** start EXTRACTED RECORDS **
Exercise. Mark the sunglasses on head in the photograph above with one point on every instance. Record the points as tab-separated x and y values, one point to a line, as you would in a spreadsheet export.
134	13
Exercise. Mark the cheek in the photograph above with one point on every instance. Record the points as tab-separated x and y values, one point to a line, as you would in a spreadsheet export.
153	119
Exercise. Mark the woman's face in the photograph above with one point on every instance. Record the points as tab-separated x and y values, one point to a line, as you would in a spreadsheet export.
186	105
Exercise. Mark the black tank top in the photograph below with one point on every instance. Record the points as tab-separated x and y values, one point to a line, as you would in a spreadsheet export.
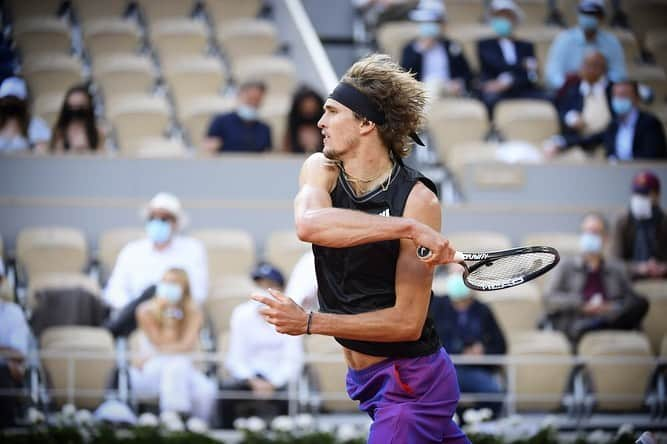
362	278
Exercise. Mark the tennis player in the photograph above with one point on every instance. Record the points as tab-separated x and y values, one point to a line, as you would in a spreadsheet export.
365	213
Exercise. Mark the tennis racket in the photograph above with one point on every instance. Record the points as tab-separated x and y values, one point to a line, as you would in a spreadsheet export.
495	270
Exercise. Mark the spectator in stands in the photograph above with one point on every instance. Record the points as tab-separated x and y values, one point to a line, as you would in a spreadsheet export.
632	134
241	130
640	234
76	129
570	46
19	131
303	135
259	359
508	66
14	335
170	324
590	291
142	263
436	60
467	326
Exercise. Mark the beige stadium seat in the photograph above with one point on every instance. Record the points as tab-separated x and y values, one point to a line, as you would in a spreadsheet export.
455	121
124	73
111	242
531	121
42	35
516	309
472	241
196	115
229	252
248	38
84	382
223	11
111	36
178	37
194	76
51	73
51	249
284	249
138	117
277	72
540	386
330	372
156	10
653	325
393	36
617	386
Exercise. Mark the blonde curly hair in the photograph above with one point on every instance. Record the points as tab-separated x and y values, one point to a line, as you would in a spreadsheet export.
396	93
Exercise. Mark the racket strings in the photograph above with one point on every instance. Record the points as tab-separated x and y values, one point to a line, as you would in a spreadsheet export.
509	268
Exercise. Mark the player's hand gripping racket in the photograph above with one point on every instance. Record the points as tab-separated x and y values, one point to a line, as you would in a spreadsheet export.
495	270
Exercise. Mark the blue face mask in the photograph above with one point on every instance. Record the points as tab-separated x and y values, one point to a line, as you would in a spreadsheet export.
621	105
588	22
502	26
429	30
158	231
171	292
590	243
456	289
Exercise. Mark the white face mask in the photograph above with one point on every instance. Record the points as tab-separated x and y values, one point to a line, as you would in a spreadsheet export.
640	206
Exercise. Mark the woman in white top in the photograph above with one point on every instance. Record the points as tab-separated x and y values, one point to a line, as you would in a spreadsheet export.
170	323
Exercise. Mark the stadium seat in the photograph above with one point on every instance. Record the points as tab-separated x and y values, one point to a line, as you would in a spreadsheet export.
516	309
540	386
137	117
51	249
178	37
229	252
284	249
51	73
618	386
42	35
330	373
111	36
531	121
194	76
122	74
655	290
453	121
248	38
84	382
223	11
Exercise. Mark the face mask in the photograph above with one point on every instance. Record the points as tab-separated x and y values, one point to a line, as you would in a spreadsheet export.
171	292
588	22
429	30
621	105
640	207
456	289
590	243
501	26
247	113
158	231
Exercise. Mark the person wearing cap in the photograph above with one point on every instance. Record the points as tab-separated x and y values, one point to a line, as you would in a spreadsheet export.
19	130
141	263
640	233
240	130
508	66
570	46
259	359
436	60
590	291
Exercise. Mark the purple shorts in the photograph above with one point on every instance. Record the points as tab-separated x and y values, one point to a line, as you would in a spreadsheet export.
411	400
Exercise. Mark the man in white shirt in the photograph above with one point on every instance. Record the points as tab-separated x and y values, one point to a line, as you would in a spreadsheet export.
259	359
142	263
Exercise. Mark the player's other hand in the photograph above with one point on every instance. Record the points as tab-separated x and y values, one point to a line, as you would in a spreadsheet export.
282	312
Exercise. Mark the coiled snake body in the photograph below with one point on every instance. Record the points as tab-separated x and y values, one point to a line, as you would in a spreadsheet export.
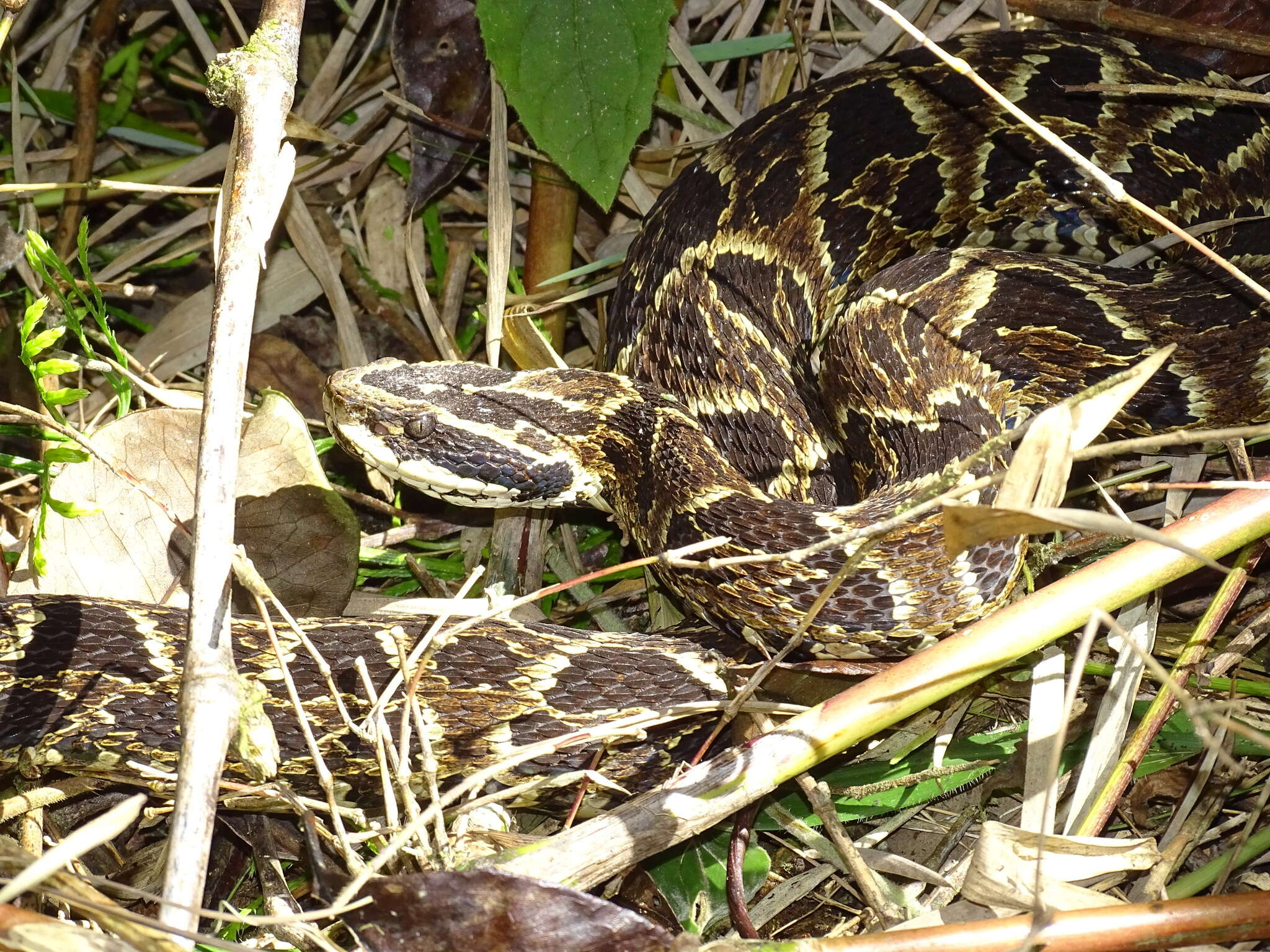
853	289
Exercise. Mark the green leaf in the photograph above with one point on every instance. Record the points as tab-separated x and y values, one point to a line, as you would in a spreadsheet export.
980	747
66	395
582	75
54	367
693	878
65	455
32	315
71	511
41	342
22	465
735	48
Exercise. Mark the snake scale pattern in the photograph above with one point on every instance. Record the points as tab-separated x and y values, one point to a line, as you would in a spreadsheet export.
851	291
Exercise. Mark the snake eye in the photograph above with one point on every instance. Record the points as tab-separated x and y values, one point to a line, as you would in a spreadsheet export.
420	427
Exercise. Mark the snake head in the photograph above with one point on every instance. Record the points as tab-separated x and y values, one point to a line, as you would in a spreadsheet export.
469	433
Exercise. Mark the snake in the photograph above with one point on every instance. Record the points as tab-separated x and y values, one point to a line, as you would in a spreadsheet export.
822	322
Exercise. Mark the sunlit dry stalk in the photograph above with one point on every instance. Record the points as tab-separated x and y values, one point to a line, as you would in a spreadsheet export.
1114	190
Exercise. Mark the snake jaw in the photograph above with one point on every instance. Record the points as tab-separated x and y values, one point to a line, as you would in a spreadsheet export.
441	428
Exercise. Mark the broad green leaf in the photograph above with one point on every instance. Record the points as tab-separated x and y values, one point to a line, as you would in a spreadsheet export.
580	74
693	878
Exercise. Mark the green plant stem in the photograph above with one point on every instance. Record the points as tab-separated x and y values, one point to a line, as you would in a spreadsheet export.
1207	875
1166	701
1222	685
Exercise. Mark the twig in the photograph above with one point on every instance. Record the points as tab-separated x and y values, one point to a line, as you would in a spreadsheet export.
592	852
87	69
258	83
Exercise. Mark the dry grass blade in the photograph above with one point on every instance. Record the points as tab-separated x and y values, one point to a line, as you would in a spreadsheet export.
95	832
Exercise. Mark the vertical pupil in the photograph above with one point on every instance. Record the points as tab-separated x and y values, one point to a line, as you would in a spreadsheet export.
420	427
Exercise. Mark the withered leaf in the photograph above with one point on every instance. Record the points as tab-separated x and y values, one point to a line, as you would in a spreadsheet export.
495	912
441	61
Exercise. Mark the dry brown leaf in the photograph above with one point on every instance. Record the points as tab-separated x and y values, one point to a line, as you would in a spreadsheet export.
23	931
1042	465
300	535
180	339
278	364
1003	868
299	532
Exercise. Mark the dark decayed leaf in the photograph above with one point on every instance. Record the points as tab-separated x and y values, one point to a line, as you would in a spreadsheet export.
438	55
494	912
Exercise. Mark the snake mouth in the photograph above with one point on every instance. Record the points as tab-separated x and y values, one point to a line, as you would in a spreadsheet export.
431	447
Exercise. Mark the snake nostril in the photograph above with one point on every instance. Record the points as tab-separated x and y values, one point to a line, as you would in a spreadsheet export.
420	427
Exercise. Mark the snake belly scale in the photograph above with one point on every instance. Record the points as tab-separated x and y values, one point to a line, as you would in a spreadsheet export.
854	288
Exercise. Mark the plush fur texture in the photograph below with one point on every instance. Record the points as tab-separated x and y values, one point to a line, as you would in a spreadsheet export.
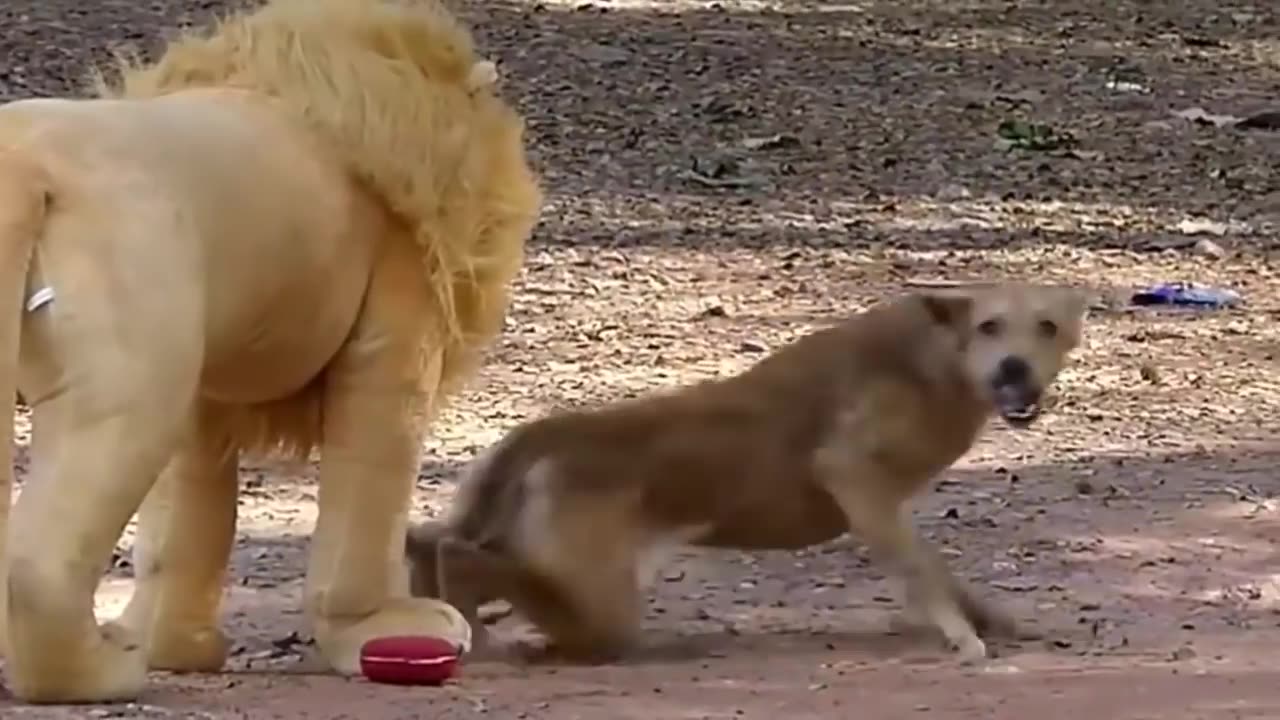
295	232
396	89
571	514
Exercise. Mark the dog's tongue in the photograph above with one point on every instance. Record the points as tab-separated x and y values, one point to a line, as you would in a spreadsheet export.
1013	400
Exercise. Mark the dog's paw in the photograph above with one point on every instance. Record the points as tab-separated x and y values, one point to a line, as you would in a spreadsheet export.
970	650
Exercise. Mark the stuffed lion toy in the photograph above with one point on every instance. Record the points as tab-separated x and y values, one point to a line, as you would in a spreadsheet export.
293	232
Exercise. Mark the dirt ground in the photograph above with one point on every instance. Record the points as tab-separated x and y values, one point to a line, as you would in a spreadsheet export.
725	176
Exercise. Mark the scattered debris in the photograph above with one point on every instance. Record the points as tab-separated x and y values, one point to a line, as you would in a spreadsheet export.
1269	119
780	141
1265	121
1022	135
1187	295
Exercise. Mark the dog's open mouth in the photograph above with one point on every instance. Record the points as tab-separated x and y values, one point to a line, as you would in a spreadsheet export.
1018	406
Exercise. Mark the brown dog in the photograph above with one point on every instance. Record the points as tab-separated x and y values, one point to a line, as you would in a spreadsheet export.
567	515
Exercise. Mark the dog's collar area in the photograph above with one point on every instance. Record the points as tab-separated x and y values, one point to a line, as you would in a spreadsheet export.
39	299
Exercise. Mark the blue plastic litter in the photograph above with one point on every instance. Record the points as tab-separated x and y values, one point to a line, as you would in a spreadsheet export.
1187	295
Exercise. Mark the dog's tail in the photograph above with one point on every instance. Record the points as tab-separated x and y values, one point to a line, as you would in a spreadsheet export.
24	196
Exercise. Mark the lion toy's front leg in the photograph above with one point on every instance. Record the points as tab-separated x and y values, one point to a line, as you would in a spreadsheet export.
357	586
** end EXTRACTED RECORDS **
### DIRECTIVE
Give back exactly the lines running from the line containing "Exercise. Mark the dog's collar" through the end of the material above, both included, and nothing beyond them.

### EXERCISE ANSWER
Exercise. Mark the dog's collar area in the photograph above with one point on every instance. Record the points as tab-separated x and y values, one point to a line, as you would in a spreadsheet export.
39	299
Exercise. Mark the blue plastic litter in the photograph above with one point on every instance. Record the points as tab-separated x and y values, one point to a line, as you would in a spreadsheet export.
1187	295
Exercise. Mark the dog's tail in the photograph above with one point on every instance. Record the points as tab-separated x and y values, one point to a line, as you would in a spreadsheet export.
24	196
Exercise. Mark the lion toy's front leg in the photograph above with one point on every instance. Record the points as tab-separated x and y values, one point to a line, as you would in a spreadsheet export.
357	586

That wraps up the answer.